→ **EXCERPT TO READ**:
Subject: Re: BSD auth for NetBSD
To: Roland Dowdeswell <elric@imrryr.org>
From: Greg A. Woods <woods@weird.com>
List: tech-security
Date: 09/13/2003 14:18:12
[ On Saturday, September 13, 2003 at 13:27:31 (-0400), Roland Dowdeswell wrote: ]
> Subject: Re: BSD auth for NetBSD
>
> That is what PAM and BSD Auth are, wrapper APIs around things that
> do authentication. I was suggesting that it is going overboard to
> put a wrapper around two wrappers which will surely end up having
> the compromises of both systems.
No, that's not really true. PAM and BSD Auth are authentication
frameworks. I'm talking only about a "shim" API that hides the
particular flavour of framework from applications.
> I do not see how wanting to be able to use 3rd party applications
> is ``market-_focused_ reasoning''.
The point is that choosing an authentication framework solely based on
its market share does not jive at all with the expressed common goals of
NetBSD, especially when it's not the technicaly superior framework.
> Maybe you do not feel that it
> is necessary to use anything that is not in basesrc, but many of
> the rest of us actually appreciate the fact that NetBSD can compile
> and run applications that were written on other UNIX systems.

(Point-based annotation data)
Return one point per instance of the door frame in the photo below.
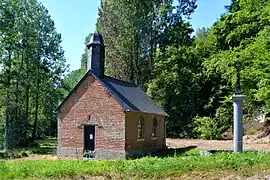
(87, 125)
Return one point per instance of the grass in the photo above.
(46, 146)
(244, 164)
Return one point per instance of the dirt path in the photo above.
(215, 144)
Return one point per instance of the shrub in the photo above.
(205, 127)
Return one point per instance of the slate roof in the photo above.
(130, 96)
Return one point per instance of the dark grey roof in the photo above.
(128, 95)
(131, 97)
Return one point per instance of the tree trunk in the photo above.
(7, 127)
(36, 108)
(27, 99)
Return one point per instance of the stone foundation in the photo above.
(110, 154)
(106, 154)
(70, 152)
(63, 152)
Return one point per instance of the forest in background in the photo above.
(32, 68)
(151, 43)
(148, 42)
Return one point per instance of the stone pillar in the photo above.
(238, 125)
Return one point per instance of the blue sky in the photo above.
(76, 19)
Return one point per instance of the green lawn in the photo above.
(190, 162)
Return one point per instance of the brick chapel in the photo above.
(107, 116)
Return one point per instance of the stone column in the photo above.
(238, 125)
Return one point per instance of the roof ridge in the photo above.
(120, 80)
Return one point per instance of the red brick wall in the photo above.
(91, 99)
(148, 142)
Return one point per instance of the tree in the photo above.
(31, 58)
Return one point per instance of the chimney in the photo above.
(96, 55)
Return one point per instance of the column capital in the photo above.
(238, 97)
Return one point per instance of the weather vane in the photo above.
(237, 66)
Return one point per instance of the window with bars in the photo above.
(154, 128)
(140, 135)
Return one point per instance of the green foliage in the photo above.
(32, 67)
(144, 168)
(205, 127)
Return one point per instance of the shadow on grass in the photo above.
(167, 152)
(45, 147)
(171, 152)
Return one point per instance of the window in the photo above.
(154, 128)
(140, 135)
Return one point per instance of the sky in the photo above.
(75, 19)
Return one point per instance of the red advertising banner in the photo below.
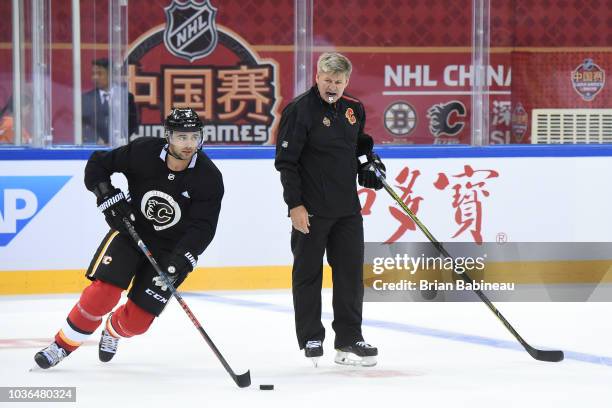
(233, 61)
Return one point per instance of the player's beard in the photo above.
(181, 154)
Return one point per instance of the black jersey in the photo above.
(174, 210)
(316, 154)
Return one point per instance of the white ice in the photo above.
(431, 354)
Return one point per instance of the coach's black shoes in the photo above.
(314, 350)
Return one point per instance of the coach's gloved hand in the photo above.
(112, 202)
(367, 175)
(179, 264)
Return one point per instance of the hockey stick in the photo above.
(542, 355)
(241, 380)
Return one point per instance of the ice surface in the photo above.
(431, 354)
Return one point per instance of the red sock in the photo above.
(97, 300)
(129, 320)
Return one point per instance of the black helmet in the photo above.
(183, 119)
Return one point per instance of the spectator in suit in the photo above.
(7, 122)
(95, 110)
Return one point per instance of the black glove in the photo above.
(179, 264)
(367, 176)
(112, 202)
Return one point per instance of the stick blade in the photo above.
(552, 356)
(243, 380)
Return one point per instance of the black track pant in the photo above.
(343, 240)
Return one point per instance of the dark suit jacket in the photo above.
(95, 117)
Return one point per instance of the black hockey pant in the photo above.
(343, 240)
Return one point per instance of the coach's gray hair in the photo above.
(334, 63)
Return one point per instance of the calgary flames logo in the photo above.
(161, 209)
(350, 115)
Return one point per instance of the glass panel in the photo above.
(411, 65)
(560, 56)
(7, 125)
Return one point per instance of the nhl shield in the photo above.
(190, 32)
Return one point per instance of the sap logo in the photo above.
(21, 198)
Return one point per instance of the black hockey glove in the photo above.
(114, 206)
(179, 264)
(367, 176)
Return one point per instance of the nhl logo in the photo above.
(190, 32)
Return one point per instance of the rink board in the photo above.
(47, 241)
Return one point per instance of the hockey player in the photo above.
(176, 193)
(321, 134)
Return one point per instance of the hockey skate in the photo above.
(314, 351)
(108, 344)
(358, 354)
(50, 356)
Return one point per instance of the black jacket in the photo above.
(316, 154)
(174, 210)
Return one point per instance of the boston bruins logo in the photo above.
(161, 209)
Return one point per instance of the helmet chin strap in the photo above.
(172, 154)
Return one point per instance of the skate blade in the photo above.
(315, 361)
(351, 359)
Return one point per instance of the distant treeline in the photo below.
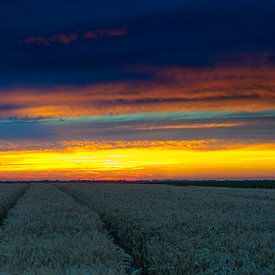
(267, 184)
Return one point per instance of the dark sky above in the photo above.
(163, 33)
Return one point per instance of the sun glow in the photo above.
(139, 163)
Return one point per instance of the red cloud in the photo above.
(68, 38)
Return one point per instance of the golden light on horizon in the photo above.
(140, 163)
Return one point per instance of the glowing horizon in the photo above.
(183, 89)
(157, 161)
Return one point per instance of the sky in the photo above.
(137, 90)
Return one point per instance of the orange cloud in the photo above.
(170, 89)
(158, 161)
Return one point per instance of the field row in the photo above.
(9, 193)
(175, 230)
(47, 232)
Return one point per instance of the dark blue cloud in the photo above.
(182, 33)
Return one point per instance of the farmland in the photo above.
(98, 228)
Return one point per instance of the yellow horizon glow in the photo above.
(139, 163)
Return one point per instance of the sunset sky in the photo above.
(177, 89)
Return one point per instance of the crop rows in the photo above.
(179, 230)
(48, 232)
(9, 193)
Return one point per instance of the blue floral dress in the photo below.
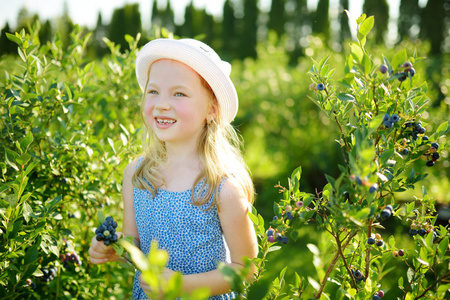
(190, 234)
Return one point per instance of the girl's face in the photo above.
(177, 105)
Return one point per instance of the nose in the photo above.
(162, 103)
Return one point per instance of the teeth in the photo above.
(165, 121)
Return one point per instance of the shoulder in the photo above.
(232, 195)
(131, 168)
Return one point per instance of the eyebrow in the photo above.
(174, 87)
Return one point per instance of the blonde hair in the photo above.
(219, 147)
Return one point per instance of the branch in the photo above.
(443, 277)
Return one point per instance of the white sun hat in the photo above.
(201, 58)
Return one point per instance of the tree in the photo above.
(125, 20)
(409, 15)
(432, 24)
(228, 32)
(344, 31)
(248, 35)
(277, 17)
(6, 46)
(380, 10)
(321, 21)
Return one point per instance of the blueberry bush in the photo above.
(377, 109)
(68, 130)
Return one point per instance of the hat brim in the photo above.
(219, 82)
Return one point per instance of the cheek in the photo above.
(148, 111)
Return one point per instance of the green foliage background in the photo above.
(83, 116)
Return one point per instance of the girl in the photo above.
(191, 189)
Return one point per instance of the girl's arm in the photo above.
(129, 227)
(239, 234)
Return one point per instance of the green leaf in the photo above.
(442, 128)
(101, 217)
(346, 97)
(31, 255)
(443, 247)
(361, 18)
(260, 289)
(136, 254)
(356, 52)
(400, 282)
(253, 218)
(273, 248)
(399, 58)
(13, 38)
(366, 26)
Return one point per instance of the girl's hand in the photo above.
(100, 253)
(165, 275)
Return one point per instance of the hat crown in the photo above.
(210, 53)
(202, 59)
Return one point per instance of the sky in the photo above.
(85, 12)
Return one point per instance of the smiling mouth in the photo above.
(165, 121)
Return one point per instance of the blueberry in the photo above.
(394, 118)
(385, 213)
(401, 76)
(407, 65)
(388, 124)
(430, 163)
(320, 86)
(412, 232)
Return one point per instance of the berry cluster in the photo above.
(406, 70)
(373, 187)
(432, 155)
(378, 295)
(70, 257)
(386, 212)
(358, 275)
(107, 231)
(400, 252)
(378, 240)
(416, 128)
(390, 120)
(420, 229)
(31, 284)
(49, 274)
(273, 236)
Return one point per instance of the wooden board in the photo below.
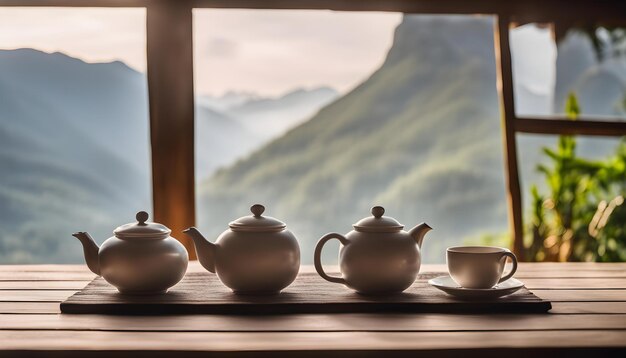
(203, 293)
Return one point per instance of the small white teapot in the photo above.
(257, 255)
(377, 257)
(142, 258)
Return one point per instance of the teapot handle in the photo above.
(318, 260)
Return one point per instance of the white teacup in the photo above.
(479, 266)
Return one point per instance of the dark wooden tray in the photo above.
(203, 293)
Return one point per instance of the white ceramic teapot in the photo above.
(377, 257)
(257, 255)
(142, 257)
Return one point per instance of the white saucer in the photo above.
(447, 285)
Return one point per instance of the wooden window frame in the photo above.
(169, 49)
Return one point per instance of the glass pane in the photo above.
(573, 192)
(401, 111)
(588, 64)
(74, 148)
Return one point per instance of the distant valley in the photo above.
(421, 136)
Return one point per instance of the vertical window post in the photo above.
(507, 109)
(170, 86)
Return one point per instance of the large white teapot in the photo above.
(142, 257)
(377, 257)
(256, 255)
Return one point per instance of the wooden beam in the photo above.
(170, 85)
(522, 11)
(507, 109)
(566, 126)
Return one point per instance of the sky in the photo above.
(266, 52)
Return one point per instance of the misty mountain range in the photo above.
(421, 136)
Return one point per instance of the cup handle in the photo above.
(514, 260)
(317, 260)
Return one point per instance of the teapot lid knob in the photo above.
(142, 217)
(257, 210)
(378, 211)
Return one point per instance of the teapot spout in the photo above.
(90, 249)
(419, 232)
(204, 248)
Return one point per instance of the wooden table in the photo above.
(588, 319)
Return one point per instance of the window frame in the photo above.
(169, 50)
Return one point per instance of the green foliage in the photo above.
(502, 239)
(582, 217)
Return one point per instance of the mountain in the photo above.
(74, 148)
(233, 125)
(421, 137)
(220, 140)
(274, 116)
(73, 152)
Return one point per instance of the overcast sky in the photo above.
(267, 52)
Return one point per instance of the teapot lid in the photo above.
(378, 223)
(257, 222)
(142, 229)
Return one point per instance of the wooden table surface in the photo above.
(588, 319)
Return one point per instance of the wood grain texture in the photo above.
...
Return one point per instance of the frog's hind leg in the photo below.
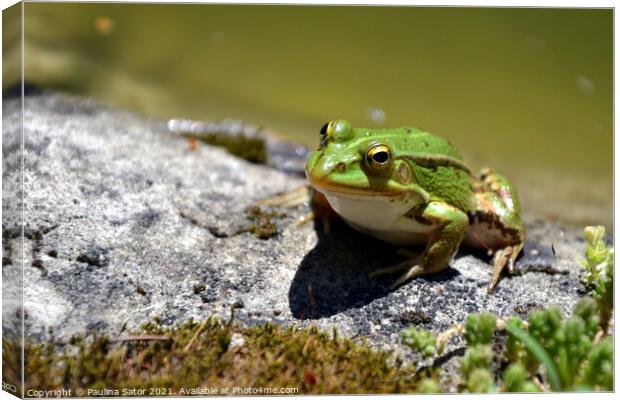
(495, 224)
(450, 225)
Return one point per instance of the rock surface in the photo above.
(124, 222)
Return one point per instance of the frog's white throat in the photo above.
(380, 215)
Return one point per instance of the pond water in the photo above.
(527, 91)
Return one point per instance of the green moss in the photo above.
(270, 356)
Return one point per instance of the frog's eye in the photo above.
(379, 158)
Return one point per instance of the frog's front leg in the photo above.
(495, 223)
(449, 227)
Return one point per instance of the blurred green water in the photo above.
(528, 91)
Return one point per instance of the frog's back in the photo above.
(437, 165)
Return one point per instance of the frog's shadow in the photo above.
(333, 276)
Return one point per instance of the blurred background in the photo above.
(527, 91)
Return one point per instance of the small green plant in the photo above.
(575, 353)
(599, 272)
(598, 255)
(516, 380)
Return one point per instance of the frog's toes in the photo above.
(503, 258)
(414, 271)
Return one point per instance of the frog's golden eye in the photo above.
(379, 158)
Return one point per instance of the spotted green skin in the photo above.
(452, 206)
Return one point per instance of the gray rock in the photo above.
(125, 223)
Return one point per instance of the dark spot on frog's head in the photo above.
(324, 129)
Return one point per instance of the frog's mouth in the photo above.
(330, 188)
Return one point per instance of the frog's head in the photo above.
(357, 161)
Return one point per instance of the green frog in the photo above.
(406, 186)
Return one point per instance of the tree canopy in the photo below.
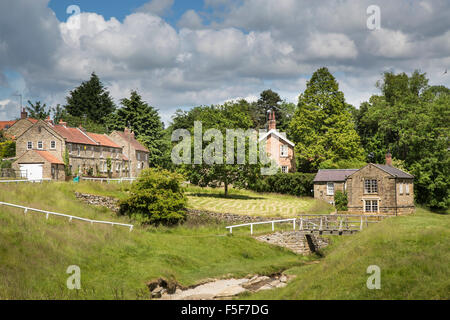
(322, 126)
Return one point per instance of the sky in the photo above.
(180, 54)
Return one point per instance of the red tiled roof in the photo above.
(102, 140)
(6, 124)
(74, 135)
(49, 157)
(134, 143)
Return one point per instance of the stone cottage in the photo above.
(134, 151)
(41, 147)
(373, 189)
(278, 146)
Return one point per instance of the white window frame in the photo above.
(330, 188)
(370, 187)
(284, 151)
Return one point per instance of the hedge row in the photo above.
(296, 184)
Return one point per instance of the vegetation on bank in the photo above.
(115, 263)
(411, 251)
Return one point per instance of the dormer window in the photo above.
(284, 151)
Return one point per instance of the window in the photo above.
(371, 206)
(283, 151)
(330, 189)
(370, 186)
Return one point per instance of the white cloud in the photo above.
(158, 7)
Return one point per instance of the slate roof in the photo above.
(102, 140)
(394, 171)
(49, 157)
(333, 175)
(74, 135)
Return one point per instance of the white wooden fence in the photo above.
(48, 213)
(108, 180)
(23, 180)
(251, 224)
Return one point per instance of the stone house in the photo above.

→ **WRITTEN REQUEST 1**: Rewrite the BSD Auth post from the words "No, that's not" through "technicaly superior framework.", with "market share" changed to "popularity".
→ **WRITTEN REQUEST 2**: Why does the BSD Auth post object to choosing an authentication framework solely on its market share?
The items aren't needed for the tasks.

→ **EXPECTED OUTPUT 1**:
No, that's not really true. PAM and BSD Auth are authentication
frameworks. I'm talking only about a "shim" API that hides the
particular flavour of framework from applications.
> I do not see how wanting to be able to use 3rd party applications
> is ``market-_focused_ reasoning''.
The point is that choosing an authentication framework solely based on
its popularity does not jive at all with the expressed common goals of
NetBSD, especially when it's not the technicaly superior framework.

→ **EXPECTED OUTPUT 2**: Such a choice does not fit NetBSD's expressed common goals, especially when the framework chosen is not the technically superior one.